── WORKING DATA ──

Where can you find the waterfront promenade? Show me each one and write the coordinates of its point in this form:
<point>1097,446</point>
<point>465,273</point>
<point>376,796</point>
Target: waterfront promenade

───

EXERCISE REQUIREMENTS. Copy every line of the records above word for word, with no changes to spelling, punctuation, or numbers.

EXERCISE RESPONSE.
Where can you find the waterfront promenade? Show me each one and write the coordinates of its point in this form:
<point>1097,446</point>
<point>465,273</point>
<point>376,796</point>
Target: waterfront promenade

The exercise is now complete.